### 記述問題 A
下のリストのうち、冒頭から「190 146 L 187」を含む行までの部分だけを、「boundary」を「contour」に置き換えて書き直しなさい。それ以外は一切変えないこと。

### 出典テキスト
+===+
この悪法は1964年まで約90年続きます。
「ジム・クロウ」とは1830年代にニューヨークで流行したミンストレル・ショー(演劇、ミュージカル)の演目である「ジャンプ・ジム・クロウ」が元ネタです。
白人が顔に黒塗りメイクをしてステレオタイプな黒人を演じるというものでした。
有色人種には混血(ハーフやクォーター)も含まれており、ネイティヴアメリカンや黄色人種(日系、アジア系)、ヨーロッパ系では無い人たちも含まれていました。
有色人種が利用できるかどうかは1936年から発刊された「グリーンブック」という旅行者のためのガイドブックで記されており、1966年まで毎年改正され発刊されていました。
この「グリーンブック」をタイトルに冠した映画も2018年に公開され、マイノリティの生き辛さをテーマに据えた実話映画もあります。
1950年代-公民権を巡る謀略の戦場
1950年代に入ると公民権運動が活発化し、「ロサ・パークス」や「マルコム✕」、「マーティン・ルーサー・キング牧師」などが活躍します。
1964年に「リンドン・ジョンソン大統領」がアメリカ国内の人種差別を禁止する法律である「公民権法」を制定し、ジム・クロウ法は廃止となりました。
それでも未だ差別は無くなりません。
また、同じ年にキング牧師はノーベル平和賞を受賞し、非暴力抵抗運動を一貫して行っていました。
「I Have a Dream…」という演説は彼の名演説の1つだよね。
公民権法により、選挙に参加し、議員や市長、生活環境、労働環境が向上し、一部のマイノリティ達の社会進出が進む一方で大部分のマイノリティ達は未だ取り残されていました。
相次ぐリーダーの消失
1965年2月、マルコム✕は自身も信仰していた「ネイション・オブ・イスラム(NOI)」の信者との思想の乖離により反感を買い、ニューヨークのワシントン・ハイツで闇討ちに遭い命を落とします。
このワシントン・ハイツはヒスパニック系の人々が多く住むプロジェクト(団地)でした。
貧困や差別にも負けず懸命にワシントン・ハイツで生きる人々を題材にしたミュージカル映画「イン・ザ・ハイツ」も2021年に公開されたのだ。
2015年に公開された「N.W.A.」の伝記映画「Straight Outta Compton」のDr.Dre役の「コーリー・アントニオ・ホーキンス」も出演してるんだよね。
+===+
(抽出されたレコード)
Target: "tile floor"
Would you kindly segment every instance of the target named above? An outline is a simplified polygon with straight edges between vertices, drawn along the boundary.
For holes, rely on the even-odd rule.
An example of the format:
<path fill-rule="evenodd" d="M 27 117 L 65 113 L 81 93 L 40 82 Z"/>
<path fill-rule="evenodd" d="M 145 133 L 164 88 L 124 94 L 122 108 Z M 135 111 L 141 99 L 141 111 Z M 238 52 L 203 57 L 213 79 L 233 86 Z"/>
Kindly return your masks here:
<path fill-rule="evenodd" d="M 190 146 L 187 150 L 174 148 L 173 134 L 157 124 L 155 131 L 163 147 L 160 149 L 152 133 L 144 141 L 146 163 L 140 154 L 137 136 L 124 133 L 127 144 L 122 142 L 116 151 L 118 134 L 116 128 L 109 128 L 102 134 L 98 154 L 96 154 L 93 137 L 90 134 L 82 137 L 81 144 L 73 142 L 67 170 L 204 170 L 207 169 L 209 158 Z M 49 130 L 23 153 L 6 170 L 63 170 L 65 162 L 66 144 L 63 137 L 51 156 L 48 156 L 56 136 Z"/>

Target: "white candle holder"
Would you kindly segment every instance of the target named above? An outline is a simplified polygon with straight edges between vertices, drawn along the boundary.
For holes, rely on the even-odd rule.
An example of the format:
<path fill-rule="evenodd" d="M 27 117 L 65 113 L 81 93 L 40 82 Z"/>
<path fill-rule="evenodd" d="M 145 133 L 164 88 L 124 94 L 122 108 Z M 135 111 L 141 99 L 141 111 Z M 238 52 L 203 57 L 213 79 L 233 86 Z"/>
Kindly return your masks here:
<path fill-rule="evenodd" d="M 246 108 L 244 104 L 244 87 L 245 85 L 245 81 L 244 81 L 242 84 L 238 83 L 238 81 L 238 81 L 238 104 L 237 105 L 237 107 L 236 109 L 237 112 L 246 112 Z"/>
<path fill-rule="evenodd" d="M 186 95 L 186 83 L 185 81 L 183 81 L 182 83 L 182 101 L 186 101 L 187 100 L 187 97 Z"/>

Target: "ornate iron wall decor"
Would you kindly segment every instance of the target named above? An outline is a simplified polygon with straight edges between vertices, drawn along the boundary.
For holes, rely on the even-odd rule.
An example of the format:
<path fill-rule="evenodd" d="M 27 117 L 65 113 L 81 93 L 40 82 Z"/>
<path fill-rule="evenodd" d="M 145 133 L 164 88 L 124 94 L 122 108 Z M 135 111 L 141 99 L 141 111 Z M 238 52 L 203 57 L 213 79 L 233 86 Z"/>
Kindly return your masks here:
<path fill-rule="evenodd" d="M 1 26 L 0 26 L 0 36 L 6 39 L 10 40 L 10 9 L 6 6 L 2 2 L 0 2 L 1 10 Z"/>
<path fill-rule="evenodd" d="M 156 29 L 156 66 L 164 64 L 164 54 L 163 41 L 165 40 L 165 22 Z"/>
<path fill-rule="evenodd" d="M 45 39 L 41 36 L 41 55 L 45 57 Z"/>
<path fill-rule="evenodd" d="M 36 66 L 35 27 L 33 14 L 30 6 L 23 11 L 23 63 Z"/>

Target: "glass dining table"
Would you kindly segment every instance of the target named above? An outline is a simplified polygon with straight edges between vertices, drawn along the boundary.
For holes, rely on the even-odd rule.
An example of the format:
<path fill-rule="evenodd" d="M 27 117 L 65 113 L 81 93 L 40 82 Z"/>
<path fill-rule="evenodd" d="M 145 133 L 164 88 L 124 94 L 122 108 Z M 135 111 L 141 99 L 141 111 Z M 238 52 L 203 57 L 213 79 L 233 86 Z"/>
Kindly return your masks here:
+===+
### 記述問題 B
上のジム・クロウ法に関する文章にある次の一文を英語に訳しなさい：「このワシントン・ハイツはヒスパニック系の人々が多く住むプロジェクト(団地)でした。」

### 完全解答 A
Target: "tile floor"
Would you kindly segment every instance of the target named above? An outline is a simplified polygon with straight edges between vertices, drawn along the contour.
For holes, rely on the even-odd rule.
An example of the format:
<path fill-rule="evenodd" d="M 27 117 L 65 113 L 81 93 L 40 82 Z"/>
<path fill-rule="evenodd" d="M 145 133 L 164 88 L 124 94 L 122 108 Z M 135 111 L 141 99 L 141 111 Z M 238 52 L 203 57 L 213 79 L 233 86 Z"/>
Kindly return your masks here:
<path fill-rule="evenodd" d="M 190 146 L 187 150 L 174 148 L 173 134 L 157 124 L 155 131 L 163 147 L 160 149 L 152 133 L 144 141 L 146 163 L 140 154 L 137 136 L 124 133 L 127 144 L 122 142 L 116 151 L 118 134 L 116 128 L 109 128 L 102 134 L 98 154 L 96 154 L 93 137 L 90 134 L 82 137 L 81 144 L 73 142 L 67 170 L 204 170 L 207 169 L 209 158 Z M 49 130 L 23 153 L 6 170 L 63 170 L 65 162 L 66 144 L 63 137 L 51 156 L 48 156 L 56 136 Z"/>

### 完全解答 B
This Washington Heights was a project (housing complex) where many Hispanic people lived.